• [Input data]

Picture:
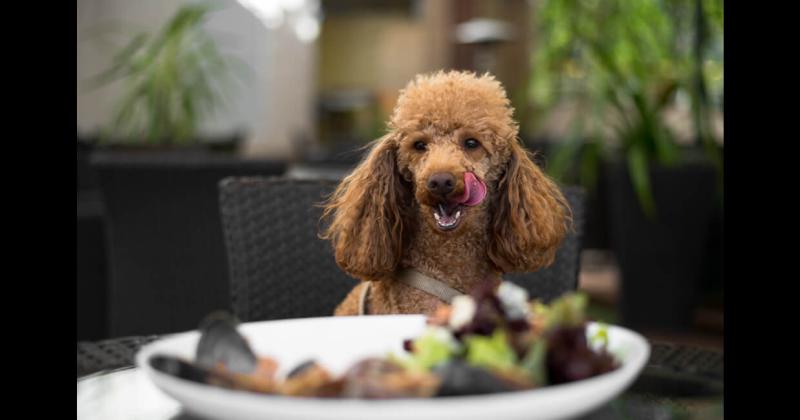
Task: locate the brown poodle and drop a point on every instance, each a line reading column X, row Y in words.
column 448, row 192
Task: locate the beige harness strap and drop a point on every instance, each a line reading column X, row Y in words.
column 362, row 300
column 428, row 284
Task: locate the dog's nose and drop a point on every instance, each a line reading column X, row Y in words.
column 441, row 183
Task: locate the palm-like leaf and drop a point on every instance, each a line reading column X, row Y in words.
column 172, row 79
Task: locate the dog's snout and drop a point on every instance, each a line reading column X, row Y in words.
column 441, row 183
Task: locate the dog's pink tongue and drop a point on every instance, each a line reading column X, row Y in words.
column 474, row 190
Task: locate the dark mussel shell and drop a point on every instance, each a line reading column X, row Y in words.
column 217, row 377
column 221, row 343
column 460, row 378
column 569, row 357
column 185, row 370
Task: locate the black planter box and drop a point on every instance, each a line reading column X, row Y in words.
column 665, row 262
column 167, row 261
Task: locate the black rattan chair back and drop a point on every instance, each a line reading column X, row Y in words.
column 279, row 268
column 562, row 275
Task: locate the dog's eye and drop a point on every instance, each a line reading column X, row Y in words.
column 471, row 144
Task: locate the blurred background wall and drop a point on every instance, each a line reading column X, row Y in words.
column 271, row 104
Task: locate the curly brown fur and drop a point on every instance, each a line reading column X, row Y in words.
column 381, row 216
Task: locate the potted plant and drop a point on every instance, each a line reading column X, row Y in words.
column 173, row 79
column 622, row 67
column 159, row 178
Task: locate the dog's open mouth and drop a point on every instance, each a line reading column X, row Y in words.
column 448, row 215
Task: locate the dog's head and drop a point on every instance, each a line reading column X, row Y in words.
column 451, row 160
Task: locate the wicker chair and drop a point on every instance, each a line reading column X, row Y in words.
column 279, row 268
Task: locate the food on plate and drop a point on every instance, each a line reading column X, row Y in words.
column 493, row 340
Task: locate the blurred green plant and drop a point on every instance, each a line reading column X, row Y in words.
column 173, row 78
column 621, row 64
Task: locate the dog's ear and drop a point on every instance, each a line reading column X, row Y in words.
column 368, row 215
column 530, row 218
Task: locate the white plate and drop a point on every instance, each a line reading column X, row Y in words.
column 339, row 342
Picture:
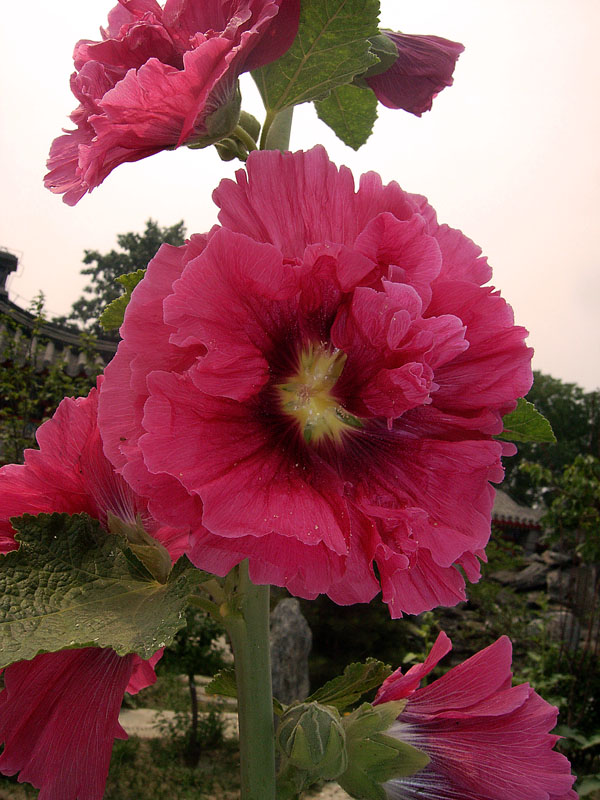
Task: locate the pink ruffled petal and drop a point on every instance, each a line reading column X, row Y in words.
column 164, row 75
column 423, row 68
column 58, row 720
column 371, row 318
column 486, row 739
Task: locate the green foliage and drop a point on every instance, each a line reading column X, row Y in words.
column 312, row 746
column 374, row 757
column 350, row 111
column 193, row 651
column 573, row 516
column 29, row 389
column 346, row 634
column 332, row 47
column 134, row 253
column 223, row 683
column 357, row 680
column 574, row 415
column 112, row 316
column 526, row 424
column 70, row 584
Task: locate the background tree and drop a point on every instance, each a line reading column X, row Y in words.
column 30, row 390
column 575, row 418
column 135, row 251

• [Exercise]
With no pictures included, write out the entries exactly.

• [Response]
Picture:
Task: locate the brown poodle and drop a point on every instance, each a line reading column X, row Y in words.
column 448, row 192
Task: locate the beige harness strap and drop a point on every instance, each a line reading column X, row Y in words.
column 362, row 300
column 428, row 284
Task: locate the dog's nose and drop a point on every instance, each a line reading column X, row Y in words.
column 441, row 183
Task: locate the palm-like leaf and drop a point on every instance, each a line reading column X, row Y in words.
column 172, row 79
Task: locate the dog's snout and drop a point on every instance, each a line reading column X, row Y in words.
column 441, row 183
Task: locate the dog's pink tongue and drop a point on every instance, each a line reading column X, row Y in words.
column 474, row 190
Task: locate the dark mussel shell and drop a point on every instance, each a line reading column X, row Y in words.
column 217, row 377
column 221, row 343
column 460, row 378
column 569, row 357
column 185, row 370
Task: locate the black planter box and drop a point on every instance, each a line reading column X, row Y in words.
column 665, row 262
column 167, row 261
Task: locate the black rattan chair back and drop a point on every instance, each a line reading column X, row Y in words.
column 279, row 268
column 562, row 275
Task: locate the dog's eye and drop a point on every instance, each a line reading column X, row Y in words.
column 471, row 144
Task: locate the blurred background wall and drop a point on every instance, each a line reading column X, row Y in words.
column 271, row 104
Task: locate the curly brown fur and drop a point on every instance, each a line reading column X, row Y in words.
column 381, row 216
Task: locate the potted plant and drop a point on every instance, each a line reading column X, row Y in words.
column 173, row 79
column 622, row 67
column 159, row 178
Task: locate the dog's open mouth and drop a point on every instance, each a line reading column X, row Y in words.
column 448, row 215
Task: locate the dog's head and drop a point on every instance, each a line reading column X, row Y in words.
column 451, row 160
Task: locate the wicker chair and drop a point on every instance, each a line reading column X, row Y in words.
column 279, row 268
Task: locate the food on plate and drop a point on every instance, each a line reading column X, row Y in words.
column 493, row 340
Task: locate the blurred green plant and drop a point on every instance, each a line reading column X, row Y in words.
column 173, row 78
column 621, row 64
Task: locate the dog's ear and drop a point on every instance, each a line reading column X, row Y in words.
column 368, row 215
column 530, row 218
Task: locate the white plate and drop a point on every instance, each a line reading column X, row Y in words.
column 339, row 342
Picture:
Task: locate the pink ruffled petal and drop a point on every instance, each a line reading column X, row Y in words.
column 164, row 75
column 423, row 68
column 58, row 720
column 371, row 318
column 486, row 739
Task: locate the green foliage and drop a point on every instance, each a line reading column X, row Y in words.
column 312, row 746
column 374, row 757
column 350, row 111
column 193, row 651
column 573, row 516
column 29, row 389
column 346, row 634
column 332, row 47
column 134, row 253
column 223, row 683
column 357, row 680
column 574, row 415
column 112, row 316
column 526, row 424
column 70, row 584
Task: locate the background tree and drop a point on every instance, each a line reading column X, row Y in words.
column 30, row 390
column 575, row 418
column 135, row 251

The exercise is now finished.